[WHAT THE EXERCISE ASKS]
Your task is to copy every line below that contains the word "bounding".

☆ ☆ ☆ ☆

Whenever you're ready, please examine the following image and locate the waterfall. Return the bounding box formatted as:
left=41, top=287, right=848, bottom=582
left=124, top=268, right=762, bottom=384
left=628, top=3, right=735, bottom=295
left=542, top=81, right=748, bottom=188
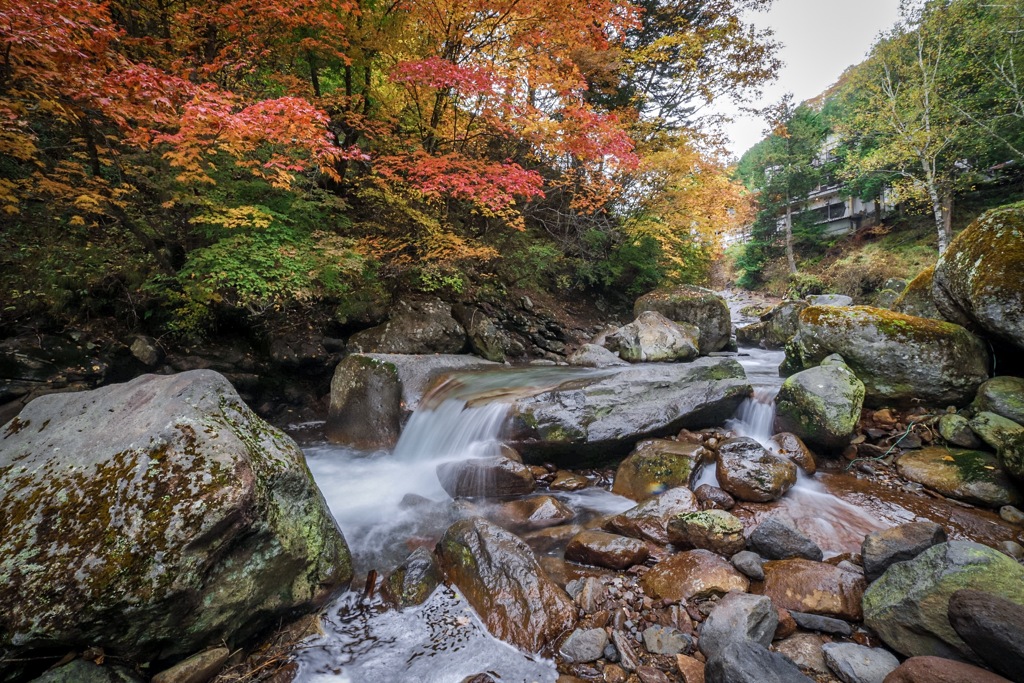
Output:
left=392, top=387, right=510, bottom=462
left=724, top=386, right=778, bottom=447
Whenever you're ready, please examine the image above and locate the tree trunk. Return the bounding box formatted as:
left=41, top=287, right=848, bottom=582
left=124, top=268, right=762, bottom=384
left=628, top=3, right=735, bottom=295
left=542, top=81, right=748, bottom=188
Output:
left=941, top=192, right=954, bottom=249
left=784, top=198, right=797, bottom=274
left=921, top=160, right=948, bottom=254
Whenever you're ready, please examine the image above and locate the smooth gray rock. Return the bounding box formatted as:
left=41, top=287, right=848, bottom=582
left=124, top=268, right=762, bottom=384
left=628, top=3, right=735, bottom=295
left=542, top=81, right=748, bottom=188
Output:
left=807, top=294, right=854, bottom=307
left=605, top=311, right=700, bottom=362
left=973, top=376, right=1024, bottom=427
left=715, top=437, right=797, bottom=503
left=748, top=514, right=823, bottom=561
left=698, top=592, right=777, bottom=659
left=346, top=298, right=467, bottom=354
left=642, top=625, right=692, bottom=655
left=730, top=551, right=765, bottom=581
left=789, top=611, right=854, bottom=636
left=634, top=285, right=732, bottom=353
left=862, top=522, right=948, bottom=583
left=938, top=413, right=984, bottom=448
left=567, top=343, right=628, bottom=368
left=559, top=628, right=609, bottom=664
left=822, top=643, right=900, bottom=683
left=774, top=359, right=865, bottom=450
left=705, top=640, right=814, bottom=683
left=969, top=411, right=1024, bottom=481
left=948, top=589, right=1024, bottom=683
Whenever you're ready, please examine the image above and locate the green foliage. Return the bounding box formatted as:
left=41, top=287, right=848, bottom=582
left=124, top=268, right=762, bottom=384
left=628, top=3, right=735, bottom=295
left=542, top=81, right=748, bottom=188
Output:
left=574, top=232, right=667, bottom=297
left=785, top=272, right=825, bottom=298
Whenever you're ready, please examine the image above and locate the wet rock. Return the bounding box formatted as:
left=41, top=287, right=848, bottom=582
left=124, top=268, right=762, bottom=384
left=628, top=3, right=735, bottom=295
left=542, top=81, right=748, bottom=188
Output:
left=774, top=357, right=865, bottom=450
left=783, top=306, right=989, bottom=407
left=129, top=335, right=162, bottom=367
left=612, top=439, right=711, bottom=501
left=437, top=456, right=536, bottom=499
left=973, top=376, right=1024, bottom=427
left=1001, top=505, right=1024, bottom=524
left=705, top=640, right=814, bottom=683
left=883, top=656, right=1014, bottom=683
left=969, top=412, right=1024, bottom=481
left=565, top=530, right=650, bottom=570
left=643, top=625, right=692, bottom=655
left=807, top=294, right=854, bottom=307
left=759, top=559, right=865, bottom=620
left=637, top=665, right=671, bottom=683
left=862, top=541, right=1024, bottom=660
left=932, top=202, right=1024, bottom=352
left=789, top=611, right=854, bottom=636
left=612, top=629, right=641, bottom=672
left=768, top=432, right=817, bottom=474
left=605, top=311, right=701, bottom=363
left=634, top=285, right=732, bottom=353
left=697, top=592, right=777, bottom=659
left=675, top=654, right=705, bottom=683
left=748, top=513, right=823, bottom=561
left=452, top=305, right=510, bottom=362
left=604, top=486, right=700, bottom=544
left=997, top=540, right=1024, bottom=560
left=694, top=484, right=735, bottom=510
left=436, top=517, right=576, bottom=653
left=567, top=343, right=628, bottom=368
left=716, top=437, right=797, bottom=503
left=492, top=496, right=574, bottom=530
left=822, top=643, right=899, bottom=683
left=730, top=551, right=765, bottom=581
left=151, top=647, right=230, bottom=683
left=667, top=510, right=746, bottom=555
left=559, top=628, right=609, bottom=664
left=861, top=522, right=948, bottom=583
left=774, top=633, right=830, bottom=675
left=549, top=470, right=591, bottom=491
left=895, top=447, right=1022, bottom=508
left=640, top=550, right=749, bottom=602
left=761, top=300, right=809, bottom=349
left=736, top=320, right=767, bottom=346
left=938, top=414, right=984, bottom=449
left=347, top=298, right=467, bottom=354
left=30, top=660, right=143, bottom=683
left=893, top=267, right=943, bottom=320
left=948, top=589, right=1024, bottom=682
left=382, top=547, right=441, bottom=608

☆ ☆ ☆ ☆

[TASK RESULT]
Whenever you're ready, please examine the following image and locate the waterfall. Return the bounding box formatted as:
Whenever you're ready, please examine the image above and locate the tree trunk. Return the bounding box formatted as:
Whenever you're ready, please examine the image above and locate the smooth gray rock. Return the bounding box formatted as:
Whenever you're ready, please examine the image above and locate the green foliage. Return the bounding box formatted as:
Whenever you're ready, please examine the image above and locate the wet rock. Return the bounding box formatted as:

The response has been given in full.